Passage:
_ _ _

Overview of mkCOInr

mkCOInr is a series of Perl scripts that aims to create COInr, a large, comprehensive, COI database from NCBI-nucleotide and BOLD.

The COInr database is composed of two files

COInr is freely available and can be easily downloaded from Zenodo

It is planned to produce a new version annually.

Further scripts allow users to customize the database.

Major features of the creation of mkCOInr:
  • Mass download of sequences and their taxonomic lineages from NCBI-nucleotide and BOLD databases

  • TaxIDs are used to avoid problems with homonyms and synonyms

  • Creation of a coherent taxID system. The hierarchical structure of the NCBI taxIDs is completed if necessary with new, negative taxIDs.

  • When adding sequences with unknown taxIDs, taxon names are matched to already existing taxonomic lineages in the database to identify a correct existing taxID, or to assign a new one.

  • Taxonomically aware demultiplexing

  • Creation of a ready-to-use database in BLAST, RDP_classifier QIIME, VTAM or a FULL tsv format

COInr
  • Is not specific to a particular region of the COI gene. Sequences can be partial and can cover any part of the COI gene.

  • All cellular organisms are included, even Bacteria.

  • Sequences with incomplete lineages (e.g. assigned to a family without further precision) are present in the database

  • Taxa are taken into account only with correct latin name formats (e.g. instead of ‘Proterorhinus sp. BOLD:EUFWF4948-19’, the sequence is assigned to Proterorhinus genus without a species name)

The database can be used directly for similarity-based taxonomic assignations of metabarcoding data with any COI marker (primer pairs) of any geographical regions or target group.

Alternatively, the database can be used as a starting point to create smaller, more specific custom databases.

_ _ _

Stored data entries
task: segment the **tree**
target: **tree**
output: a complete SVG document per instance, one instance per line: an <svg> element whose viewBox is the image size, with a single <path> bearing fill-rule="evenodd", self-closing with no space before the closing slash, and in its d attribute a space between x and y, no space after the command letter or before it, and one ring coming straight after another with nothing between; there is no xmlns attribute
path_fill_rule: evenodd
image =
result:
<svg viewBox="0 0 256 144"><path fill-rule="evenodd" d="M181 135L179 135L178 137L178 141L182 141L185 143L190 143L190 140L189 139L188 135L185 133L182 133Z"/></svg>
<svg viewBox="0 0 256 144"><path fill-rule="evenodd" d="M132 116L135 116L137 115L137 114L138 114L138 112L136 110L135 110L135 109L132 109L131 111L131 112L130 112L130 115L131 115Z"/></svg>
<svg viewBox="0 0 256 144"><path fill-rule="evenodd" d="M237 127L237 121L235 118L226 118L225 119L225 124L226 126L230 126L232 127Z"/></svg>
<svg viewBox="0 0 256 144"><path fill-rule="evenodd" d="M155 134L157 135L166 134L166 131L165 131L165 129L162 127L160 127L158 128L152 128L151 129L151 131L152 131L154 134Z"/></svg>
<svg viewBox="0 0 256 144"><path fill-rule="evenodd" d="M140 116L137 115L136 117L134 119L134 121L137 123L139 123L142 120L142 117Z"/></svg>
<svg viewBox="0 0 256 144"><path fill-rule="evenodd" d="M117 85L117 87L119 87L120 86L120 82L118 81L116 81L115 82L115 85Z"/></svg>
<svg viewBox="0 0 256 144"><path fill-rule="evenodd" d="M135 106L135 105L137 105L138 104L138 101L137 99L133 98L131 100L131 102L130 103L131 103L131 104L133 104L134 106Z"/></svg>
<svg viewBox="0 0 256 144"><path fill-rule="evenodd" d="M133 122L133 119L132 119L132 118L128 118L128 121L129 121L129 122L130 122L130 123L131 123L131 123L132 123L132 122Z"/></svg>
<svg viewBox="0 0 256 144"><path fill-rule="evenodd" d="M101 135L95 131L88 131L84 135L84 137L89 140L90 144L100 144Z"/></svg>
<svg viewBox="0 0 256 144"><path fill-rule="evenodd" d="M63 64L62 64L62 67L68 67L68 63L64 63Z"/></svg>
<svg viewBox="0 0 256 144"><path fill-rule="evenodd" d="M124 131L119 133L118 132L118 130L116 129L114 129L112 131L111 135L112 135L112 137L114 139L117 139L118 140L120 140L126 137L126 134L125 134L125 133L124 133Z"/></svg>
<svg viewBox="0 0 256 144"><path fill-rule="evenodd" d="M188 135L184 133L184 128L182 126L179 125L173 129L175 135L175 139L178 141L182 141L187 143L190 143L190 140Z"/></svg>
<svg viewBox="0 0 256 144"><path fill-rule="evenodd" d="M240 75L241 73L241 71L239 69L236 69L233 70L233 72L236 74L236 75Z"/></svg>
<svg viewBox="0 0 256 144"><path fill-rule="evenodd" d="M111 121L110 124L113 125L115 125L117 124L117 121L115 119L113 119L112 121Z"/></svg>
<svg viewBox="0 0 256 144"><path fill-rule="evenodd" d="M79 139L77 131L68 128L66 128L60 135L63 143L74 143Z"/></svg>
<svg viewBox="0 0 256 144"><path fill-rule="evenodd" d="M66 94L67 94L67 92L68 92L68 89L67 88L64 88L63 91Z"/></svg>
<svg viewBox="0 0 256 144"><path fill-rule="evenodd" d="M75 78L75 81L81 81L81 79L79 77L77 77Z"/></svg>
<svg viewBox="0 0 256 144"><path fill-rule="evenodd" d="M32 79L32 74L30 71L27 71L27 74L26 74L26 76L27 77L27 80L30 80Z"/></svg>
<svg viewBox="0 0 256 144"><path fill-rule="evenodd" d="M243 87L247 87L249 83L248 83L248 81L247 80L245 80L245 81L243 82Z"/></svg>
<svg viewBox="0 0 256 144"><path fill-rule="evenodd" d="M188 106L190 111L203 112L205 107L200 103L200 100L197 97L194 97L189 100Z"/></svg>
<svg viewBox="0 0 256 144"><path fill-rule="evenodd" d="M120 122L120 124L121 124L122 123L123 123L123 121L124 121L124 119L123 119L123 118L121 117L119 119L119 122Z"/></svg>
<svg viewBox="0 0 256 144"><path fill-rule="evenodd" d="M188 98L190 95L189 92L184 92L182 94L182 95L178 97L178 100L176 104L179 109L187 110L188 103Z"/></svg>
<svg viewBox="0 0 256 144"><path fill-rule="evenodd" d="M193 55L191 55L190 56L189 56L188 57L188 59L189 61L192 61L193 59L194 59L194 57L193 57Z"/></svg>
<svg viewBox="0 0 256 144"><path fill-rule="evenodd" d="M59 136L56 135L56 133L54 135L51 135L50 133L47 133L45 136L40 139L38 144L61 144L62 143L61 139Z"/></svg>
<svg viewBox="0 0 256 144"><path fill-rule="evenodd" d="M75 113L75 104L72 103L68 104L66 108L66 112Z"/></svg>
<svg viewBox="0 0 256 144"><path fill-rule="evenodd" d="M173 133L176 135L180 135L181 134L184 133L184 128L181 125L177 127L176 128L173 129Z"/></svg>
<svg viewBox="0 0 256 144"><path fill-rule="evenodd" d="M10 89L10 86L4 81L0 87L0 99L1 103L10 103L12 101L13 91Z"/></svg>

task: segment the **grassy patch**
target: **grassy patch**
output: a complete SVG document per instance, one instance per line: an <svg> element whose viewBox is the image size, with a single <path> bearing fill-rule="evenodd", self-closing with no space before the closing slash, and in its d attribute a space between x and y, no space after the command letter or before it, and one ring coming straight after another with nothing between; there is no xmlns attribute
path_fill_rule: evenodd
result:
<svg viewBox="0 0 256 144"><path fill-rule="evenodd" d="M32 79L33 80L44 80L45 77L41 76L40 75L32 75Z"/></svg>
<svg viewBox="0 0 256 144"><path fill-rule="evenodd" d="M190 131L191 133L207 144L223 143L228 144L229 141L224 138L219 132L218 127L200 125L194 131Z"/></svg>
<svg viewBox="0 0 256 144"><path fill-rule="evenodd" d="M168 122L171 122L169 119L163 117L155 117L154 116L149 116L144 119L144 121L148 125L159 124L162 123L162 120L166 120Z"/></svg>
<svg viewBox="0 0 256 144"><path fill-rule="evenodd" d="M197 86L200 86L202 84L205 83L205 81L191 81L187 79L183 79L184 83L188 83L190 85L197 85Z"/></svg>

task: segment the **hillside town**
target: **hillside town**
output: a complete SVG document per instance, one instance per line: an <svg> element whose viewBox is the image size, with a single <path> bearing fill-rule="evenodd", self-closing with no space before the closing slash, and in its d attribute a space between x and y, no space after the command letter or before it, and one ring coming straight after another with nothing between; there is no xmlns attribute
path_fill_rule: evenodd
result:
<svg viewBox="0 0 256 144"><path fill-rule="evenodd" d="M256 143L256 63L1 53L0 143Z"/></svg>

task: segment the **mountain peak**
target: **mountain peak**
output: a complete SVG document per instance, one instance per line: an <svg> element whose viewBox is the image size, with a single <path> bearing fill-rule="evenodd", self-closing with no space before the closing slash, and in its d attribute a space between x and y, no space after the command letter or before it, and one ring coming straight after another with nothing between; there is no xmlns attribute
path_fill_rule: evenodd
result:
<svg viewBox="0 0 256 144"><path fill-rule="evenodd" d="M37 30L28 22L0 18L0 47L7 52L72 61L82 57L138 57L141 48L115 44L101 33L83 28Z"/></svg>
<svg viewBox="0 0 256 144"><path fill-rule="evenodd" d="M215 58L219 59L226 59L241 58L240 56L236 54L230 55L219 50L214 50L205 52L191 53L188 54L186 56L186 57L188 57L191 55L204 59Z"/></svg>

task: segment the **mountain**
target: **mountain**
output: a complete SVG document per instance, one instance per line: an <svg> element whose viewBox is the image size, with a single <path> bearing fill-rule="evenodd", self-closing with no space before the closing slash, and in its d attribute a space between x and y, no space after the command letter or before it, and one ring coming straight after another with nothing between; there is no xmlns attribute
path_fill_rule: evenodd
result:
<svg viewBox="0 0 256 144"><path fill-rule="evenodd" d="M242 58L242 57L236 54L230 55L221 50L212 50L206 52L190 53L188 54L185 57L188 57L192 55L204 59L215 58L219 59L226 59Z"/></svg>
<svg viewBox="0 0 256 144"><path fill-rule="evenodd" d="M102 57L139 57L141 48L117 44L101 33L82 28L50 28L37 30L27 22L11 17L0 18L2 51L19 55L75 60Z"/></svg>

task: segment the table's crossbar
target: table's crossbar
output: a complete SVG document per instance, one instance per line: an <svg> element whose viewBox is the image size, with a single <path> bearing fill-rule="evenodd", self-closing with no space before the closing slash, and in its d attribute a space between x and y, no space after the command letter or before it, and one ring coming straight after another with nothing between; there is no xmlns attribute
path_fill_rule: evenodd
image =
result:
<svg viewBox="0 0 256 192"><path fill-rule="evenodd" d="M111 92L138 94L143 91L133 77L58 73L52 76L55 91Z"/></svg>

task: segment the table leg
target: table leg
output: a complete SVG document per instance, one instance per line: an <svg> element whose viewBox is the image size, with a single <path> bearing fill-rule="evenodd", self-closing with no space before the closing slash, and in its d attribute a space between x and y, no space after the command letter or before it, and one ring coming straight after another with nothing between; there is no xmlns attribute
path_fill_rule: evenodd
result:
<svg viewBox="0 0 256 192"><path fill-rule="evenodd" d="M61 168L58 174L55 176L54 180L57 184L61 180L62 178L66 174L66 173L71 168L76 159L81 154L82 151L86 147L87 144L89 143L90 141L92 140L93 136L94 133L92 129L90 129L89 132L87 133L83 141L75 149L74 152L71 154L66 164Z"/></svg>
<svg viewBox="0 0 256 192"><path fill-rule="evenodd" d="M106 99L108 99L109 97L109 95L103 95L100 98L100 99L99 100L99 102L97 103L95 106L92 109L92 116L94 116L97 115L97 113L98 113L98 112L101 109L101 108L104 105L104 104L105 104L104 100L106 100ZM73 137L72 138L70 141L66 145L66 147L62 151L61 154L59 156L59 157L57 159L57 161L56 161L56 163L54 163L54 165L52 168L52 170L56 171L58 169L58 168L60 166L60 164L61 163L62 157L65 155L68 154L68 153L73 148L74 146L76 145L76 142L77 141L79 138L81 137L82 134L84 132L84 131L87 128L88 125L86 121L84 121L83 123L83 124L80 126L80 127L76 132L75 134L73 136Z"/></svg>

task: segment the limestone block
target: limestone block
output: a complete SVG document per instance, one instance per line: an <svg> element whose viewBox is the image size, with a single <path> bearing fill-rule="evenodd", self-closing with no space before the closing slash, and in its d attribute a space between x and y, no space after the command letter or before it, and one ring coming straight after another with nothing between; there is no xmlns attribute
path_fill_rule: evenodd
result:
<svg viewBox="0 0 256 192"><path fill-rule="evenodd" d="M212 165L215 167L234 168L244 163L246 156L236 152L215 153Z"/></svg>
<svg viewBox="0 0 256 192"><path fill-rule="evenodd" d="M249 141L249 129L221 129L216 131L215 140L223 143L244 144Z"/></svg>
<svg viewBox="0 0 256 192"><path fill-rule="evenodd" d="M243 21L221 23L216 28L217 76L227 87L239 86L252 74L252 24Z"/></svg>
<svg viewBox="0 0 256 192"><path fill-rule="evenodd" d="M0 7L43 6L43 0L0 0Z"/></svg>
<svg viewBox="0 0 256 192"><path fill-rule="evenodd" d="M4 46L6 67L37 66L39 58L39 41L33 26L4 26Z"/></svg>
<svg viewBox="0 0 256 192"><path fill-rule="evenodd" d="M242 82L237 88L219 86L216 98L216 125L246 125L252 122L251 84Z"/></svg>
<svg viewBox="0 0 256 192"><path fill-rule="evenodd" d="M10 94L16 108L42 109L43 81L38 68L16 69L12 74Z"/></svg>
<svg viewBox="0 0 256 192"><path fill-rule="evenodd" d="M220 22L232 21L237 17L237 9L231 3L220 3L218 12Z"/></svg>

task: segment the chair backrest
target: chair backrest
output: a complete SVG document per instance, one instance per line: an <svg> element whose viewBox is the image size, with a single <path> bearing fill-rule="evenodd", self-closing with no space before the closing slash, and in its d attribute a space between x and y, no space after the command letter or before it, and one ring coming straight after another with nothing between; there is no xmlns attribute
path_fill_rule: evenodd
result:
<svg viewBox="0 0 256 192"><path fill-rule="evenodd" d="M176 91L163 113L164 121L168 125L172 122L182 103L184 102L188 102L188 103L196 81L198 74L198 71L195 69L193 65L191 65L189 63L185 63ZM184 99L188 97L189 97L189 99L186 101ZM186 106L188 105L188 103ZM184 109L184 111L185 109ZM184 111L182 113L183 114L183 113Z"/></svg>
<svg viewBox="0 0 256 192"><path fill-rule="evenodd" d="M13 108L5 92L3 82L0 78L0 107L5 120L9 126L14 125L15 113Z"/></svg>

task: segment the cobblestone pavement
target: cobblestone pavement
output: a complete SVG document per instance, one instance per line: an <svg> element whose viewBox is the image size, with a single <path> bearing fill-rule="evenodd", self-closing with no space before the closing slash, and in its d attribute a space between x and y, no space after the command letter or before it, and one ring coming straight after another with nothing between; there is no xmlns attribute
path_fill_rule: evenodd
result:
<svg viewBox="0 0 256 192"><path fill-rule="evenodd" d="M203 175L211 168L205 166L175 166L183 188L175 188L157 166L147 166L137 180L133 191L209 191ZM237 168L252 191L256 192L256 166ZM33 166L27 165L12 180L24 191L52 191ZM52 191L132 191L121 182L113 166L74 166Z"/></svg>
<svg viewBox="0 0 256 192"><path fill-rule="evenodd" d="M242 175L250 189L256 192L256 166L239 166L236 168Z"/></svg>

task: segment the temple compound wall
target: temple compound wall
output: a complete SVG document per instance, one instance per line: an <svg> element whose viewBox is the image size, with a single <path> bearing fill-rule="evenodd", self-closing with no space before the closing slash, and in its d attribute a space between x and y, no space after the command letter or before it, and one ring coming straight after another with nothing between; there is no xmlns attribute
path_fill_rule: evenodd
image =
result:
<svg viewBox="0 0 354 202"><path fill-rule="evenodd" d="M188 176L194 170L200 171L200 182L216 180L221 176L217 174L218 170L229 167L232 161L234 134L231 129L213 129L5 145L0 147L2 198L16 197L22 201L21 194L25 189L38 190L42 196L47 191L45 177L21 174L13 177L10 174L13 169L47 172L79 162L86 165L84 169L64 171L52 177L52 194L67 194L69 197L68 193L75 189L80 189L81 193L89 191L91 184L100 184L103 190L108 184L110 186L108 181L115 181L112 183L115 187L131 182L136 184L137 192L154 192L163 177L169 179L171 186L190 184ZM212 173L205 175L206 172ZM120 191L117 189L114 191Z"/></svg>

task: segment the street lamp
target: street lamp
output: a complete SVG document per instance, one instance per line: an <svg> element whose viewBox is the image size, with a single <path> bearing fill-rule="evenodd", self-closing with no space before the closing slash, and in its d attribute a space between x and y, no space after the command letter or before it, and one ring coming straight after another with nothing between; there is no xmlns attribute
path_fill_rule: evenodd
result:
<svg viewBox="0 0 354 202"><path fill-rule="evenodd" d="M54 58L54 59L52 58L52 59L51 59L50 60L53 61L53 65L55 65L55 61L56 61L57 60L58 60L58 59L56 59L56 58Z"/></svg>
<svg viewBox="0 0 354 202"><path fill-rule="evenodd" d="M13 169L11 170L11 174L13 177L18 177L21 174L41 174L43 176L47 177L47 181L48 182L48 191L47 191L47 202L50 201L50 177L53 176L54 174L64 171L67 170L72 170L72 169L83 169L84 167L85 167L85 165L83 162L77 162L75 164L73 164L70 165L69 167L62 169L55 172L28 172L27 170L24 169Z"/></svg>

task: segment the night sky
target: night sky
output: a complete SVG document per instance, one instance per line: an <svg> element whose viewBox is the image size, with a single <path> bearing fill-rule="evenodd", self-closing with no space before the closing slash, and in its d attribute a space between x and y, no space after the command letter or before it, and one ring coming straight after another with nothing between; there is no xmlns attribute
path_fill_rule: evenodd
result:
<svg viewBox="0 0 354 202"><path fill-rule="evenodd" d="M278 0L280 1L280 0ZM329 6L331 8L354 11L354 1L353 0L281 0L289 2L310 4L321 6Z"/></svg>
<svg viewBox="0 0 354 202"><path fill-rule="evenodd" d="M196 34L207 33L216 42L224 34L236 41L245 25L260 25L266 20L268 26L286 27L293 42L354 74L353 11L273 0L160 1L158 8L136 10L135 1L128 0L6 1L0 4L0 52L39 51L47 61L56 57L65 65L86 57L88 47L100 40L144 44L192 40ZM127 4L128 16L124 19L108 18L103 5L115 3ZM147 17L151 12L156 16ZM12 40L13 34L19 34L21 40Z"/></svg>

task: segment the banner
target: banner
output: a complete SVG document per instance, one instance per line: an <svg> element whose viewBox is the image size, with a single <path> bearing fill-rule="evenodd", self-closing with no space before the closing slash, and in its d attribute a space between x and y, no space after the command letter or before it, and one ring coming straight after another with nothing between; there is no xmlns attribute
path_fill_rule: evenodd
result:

_ _ _

Activity A:
Answer these from the mkCOInr overview, one answer per line:
(i) How often is a new version of COInr planned?
(ii) What problems are TaxIDs used to avoid?
(iii) Which group of organisms does the overview single out with the word "even" as included?
Activity B: According to the mkCOInr overview, why is a sequence labeled ‘Proterorhinus sp. BOLD:EUFWF4948-19’ assigned only to the Proterorhinus genus? Explain in one to three sentences.
Activity C: Carry on the mkCOInr overview from its last sentence.
The items play no part in this work.

Written response A:
(i) Annually.
(ii) Problems with homonyms and synonyms.
(iii) Bacteria.

Written response B: COInr takes taxa into account only when they have a correct Latin name format, and that label is not one. So the sequence goes to the Proterorhinus genus without a species name.

Written response C:
Sequences can be selected for :

  • A particular gene region (amplicon of a given primer pair) using select_region

  • List of taxa (sequences of a taxon list can be either selected or eliminated) using select_taxa

  • User-defined minimal taxonomic resolution using select_taxa

Additionally, it is also possible to add custom sequences.

This can save a considerable amount of time and effort, since one of the most important challenges of creating a custom database is the mass downloading of the sequences and their pooling into a coherent taxonomic system.

COInr or the custom databases derived from it can be formated to different database formats (qiime, rdp, blast, vtam, full) by format_db

Figure 1

Figure 1. The full pipeline to create COInr and options to make a custom database.

Further precisions

  • The taxonomic origin of the sequences is not checked, but taken as a face value from the source database.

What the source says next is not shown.